**EXERCICE PROPOSÉ A:** Reformulez plus brièvement le paragraphe de l'extrait du document qui commence par « Avec les années, je me suis rendu compte », en conservant ses faits essentiels.

**EXTRAIT DU DOCUMENT:**
=======

A :  Je voulais faire un film sur les réfugiés mais je ne voulais surtout pas qu’il soit le constat d’une situation terrible. Quand on vient dans les camps, on ne peut pas détourner les yeux de cette réalité. Mais je ne voulais pas que mon film s’arrête à ce constat. J’avais envie de donner la parole à des gens qui étaient actifs, en mouvement, alors qu’ils se trouve dans une situation figée. En effet, ça fait 70 ans qu’ils sont en attente.

 

Avec les années, je me suis rendu compte que le Centre en lui-même était une vraie soupape de décompression. Les enfants qui ne veulent pas rester dans la rue, avec tout ce que ça suppose, avaient la possibilité de trouver un refuge à l’Association. J’ai peu à peu remarqué que ceux qui restent dans le Centre, ont une vraie évolution : ils passent des diplômes, ils reprennent confiance en eux, ils s’épanouissent, et surtout ils ont des responsabilités à leur tour, dans le centre. C’est cette évolution qui génère de l’espoir. Et c’est aussi le mouvement du film.

 

 

MM : C’est vrai ; personnellement je n’avais entendu parler de Chatila que pour les massacres. Du coup, quand j’avais vu le titre de ton film je n’étais pas préparée à autant de positivisme. Surtout que tu montres cela de façon assez graduelle. Au début, il y a un peu de conflits, de violence dans les rues. On sent que l’espace du camp n’est pas un endroit forcément très sain pour les enfants. Et cette soupape de décompression, dont tu parles, est aussi très auditive dans ton film. À chaque fois qu’on est dans l’école, étrangement on a l’impression que c’est plus calme que dans le reste du camp. On perçoit bien à la fin que cette génération a plus de chance que la précédente.

=======

**ENTRÉES DE L'EXERCICE:**
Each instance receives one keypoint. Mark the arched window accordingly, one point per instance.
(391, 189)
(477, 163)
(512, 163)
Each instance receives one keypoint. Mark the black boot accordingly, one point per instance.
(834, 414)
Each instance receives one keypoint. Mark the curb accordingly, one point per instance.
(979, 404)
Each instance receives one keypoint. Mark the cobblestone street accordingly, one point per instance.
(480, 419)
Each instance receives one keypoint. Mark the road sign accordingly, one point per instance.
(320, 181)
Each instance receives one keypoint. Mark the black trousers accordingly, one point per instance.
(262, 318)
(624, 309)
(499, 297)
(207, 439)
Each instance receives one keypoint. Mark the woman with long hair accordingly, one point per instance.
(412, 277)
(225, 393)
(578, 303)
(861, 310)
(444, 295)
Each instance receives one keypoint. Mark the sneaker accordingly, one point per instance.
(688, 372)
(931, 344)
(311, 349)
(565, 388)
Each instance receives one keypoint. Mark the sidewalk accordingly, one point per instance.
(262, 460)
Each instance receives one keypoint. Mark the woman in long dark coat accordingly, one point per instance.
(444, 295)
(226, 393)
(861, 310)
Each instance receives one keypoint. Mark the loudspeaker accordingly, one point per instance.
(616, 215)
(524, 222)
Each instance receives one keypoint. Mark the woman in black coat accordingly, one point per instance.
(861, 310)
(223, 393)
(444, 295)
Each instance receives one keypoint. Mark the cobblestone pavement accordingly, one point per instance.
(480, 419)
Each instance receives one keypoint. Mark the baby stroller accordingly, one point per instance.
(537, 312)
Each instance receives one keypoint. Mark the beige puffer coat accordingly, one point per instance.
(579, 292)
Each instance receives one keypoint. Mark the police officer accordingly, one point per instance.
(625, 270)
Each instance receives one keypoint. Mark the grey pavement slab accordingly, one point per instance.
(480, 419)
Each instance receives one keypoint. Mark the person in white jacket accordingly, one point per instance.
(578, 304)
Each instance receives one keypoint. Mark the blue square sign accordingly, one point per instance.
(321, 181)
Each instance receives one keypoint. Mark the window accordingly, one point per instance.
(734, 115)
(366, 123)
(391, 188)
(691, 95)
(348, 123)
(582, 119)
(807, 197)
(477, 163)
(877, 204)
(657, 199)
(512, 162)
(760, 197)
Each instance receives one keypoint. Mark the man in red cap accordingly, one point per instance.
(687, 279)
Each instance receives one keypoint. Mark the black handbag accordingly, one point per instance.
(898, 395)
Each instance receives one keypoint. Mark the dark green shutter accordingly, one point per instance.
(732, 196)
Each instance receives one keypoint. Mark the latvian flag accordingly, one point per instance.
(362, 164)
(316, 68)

=======

**EXERCICE PROPOSÉ B:** Indiquez combien de lignes des entrées contiennent la chaîne « sign », en ne donnant que ce nombre.

**RÉSULTAT ATTENDU A:** Avec le temps, le Centre s'est révélé une véritable soupape de décompression : les enfants qui ne veulent pas rester dans la rue peuvent trouver refuge à l'Association. Ceux qui restent au Centre évoluent nettement. Ils obtiennent des diplômes, reprennent confiance en eux, s'épanouissent et assument à leur tour des responsabilités au centre. Cette évolution fait naître l'espoir et constitue aussi le mouvement du film.

**RÉSULTAT ATTENDU B:** 2